**ASSIGNMENT**
For each entry that follows, write out an identical copy.

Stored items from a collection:
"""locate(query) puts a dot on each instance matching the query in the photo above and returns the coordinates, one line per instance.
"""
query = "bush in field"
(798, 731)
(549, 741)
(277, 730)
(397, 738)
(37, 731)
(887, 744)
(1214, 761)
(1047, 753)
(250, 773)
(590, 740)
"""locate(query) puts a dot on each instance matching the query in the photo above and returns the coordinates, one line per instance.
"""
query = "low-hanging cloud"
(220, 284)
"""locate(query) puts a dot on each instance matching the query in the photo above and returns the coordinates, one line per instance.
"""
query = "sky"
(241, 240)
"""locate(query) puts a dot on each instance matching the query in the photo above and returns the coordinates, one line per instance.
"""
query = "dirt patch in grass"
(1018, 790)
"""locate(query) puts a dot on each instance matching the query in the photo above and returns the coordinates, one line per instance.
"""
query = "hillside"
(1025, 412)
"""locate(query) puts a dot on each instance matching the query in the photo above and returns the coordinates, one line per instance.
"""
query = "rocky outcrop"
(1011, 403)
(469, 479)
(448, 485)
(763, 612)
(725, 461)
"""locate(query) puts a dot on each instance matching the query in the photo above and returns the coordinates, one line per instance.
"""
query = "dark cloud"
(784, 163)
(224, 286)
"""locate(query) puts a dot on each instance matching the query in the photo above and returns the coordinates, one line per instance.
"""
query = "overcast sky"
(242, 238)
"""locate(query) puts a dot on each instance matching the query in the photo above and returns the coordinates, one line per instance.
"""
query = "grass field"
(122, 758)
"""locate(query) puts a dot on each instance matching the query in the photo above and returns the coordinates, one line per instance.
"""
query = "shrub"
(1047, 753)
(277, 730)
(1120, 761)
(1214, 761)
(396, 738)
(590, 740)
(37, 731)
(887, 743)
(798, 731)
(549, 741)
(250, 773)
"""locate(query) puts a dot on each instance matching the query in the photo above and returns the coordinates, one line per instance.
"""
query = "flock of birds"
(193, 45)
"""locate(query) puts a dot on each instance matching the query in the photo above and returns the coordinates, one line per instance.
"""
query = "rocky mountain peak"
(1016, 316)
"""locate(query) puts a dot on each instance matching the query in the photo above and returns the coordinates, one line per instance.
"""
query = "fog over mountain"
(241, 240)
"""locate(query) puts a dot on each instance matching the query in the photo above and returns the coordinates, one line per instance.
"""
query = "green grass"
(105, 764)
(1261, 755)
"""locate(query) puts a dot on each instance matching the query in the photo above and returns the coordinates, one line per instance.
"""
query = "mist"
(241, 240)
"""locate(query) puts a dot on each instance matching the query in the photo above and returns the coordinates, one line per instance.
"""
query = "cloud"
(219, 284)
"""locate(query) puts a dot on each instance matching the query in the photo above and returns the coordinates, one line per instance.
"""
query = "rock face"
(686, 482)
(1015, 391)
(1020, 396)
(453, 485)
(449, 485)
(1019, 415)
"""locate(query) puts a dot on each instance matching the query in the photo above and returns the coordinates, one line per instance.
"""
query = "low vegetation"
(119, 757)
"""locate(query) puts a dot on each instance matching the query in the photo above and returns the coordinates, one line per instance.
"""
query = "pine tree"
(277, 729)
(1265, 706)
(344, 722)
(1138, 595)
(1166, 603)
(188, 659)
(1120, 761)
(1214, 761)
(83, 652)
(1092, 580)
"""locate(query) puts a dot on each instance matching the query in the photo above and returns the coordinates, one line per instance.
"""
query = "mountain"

**TASK SOLUTION**
"""locate(query) puts a dot on each instance matching the query in the photo above and returns the coordinates, one line per instance.
"""
query = "bush in field"
(798, 731)
(549, 741)
(277, 730)
(397, 738)
(37, 731)
(887, 744)
(1214, 761)
(1047, 753)
(250, 773)
(590, 740)
"""locate(query) puts a dot on each instance matching the query in the photo above and returns the coordinates, one line per instance.
"""
query = "low-hanging cloud"
(220, 284)
"""locate(query) puts a dot on each instance matching the query in the photo above and returns the coordinates, one line per instance.
"""
query = "sky"
(241, 240)
"""locate(query) puts a dot on each instance matching the query in the photo above and returns the coordinates, one line per instance.
"""
query = "dirt patch in grass"
(1018, 790)
"""locate(query) puts a dot on each instance matching the query in the photo above and returns the coordinates, one line per instance.
"""
query = "hillside"
(1025, 412)
"""locate(query) puts a dot on each instance matching the query in the photo above and returns the coordinates, one line per instance.
"""
query = "rocky outcrop"
(1011, 403)
(469, 479)
(448, 485)
(763, 612)
(725, 461)
"""locate(query) puts a dot on each instance matching the query in the photo above and returns the coordinates, one line per instance.
"""
query = "dark cloud"
(784, 163)
(224, 286)
"""locate(query) puts a dot on each instance matching the query in the photo above and returns the coordinates, one line per instance.
"""
query = "overcast sky"
(242, 238)
"""locate(query) puts a dot on each instance matching the query in the photo above and returns the coordinates, one line per instance.
"""
query = "grass field"
(122, 758)
"""locate(query) puts a dot on each instance matching the query in the photo above and returns the coordinates, one line per instance.
"""
query = "shrub"
(1047, 753)
(277, 730)
(1120, 761)
(1214, 761)
(396, 738)
(590, 740)
(37, 731)
(887, 743)
(798, 731)
(549, 741)
(250, 773)
"""locate(query) puts a dot on each instance matching the query in the photo above and returns the coordinates, one line per instance.
"""
query = "flock of birds"
(193, 45)
"""locate(query) puts a dot on each instance matching the query in the photo above and returns the coordinates, one line per instance.
"""
query = "rocky mountain peak"
(1016, 316)
"""locate(query) puts a dot on each instance matching the query in the photo above and returns the coordinates, one line per instance.
"""
query = "fog over mountain"
(241, 240)
"""locate(query) puts a dot on each instance matching the query in the photo above and returns the coordinates, one line per instance.
"""
query = "green grass"
(105, 764)
(1261, 755)
"""locate(query) puts a dot on each instance matching the query in the photo above and returns the coordinates, one line per instance.
"""
query = "mist"
(241, 240)
"""locate(query) puts a dot on each instance matching the query in the photo above and returns the coordinates, one line per instance.
"""
query = "cloud"
(219, 284)
"""locate(query) puts a dot on each instance matching the query in the photo above and returns the coordinates, one line per instance.
"""
query = "rock face"
(686, 482)
(1015, 391)
(1020, 396)
(453, 485)
(449, 485)
(1019, 415)
"""locate(query) puts a dot on each instance matching the query in the photo above and returns the coordinates, one line per instance.
"""
query = "low vegetation"
(119, 757)
"""locate(query) puts a dot on each instance matching the query in the photo above and returns the coordinates, one line per instance.
"""
query = "pine tree"
(277, 729)
(1265, 706)
(344, 722)
(1138, 595)
(1166, 603)
(188, 659)
(1120, 761)
(1214, 761)
(83, 652)
(1092, 580)
"""locate(query) puts a dot on each instance matching the query in the photo above and returns the coordinates, one line per instance.
"""
query = "mountain"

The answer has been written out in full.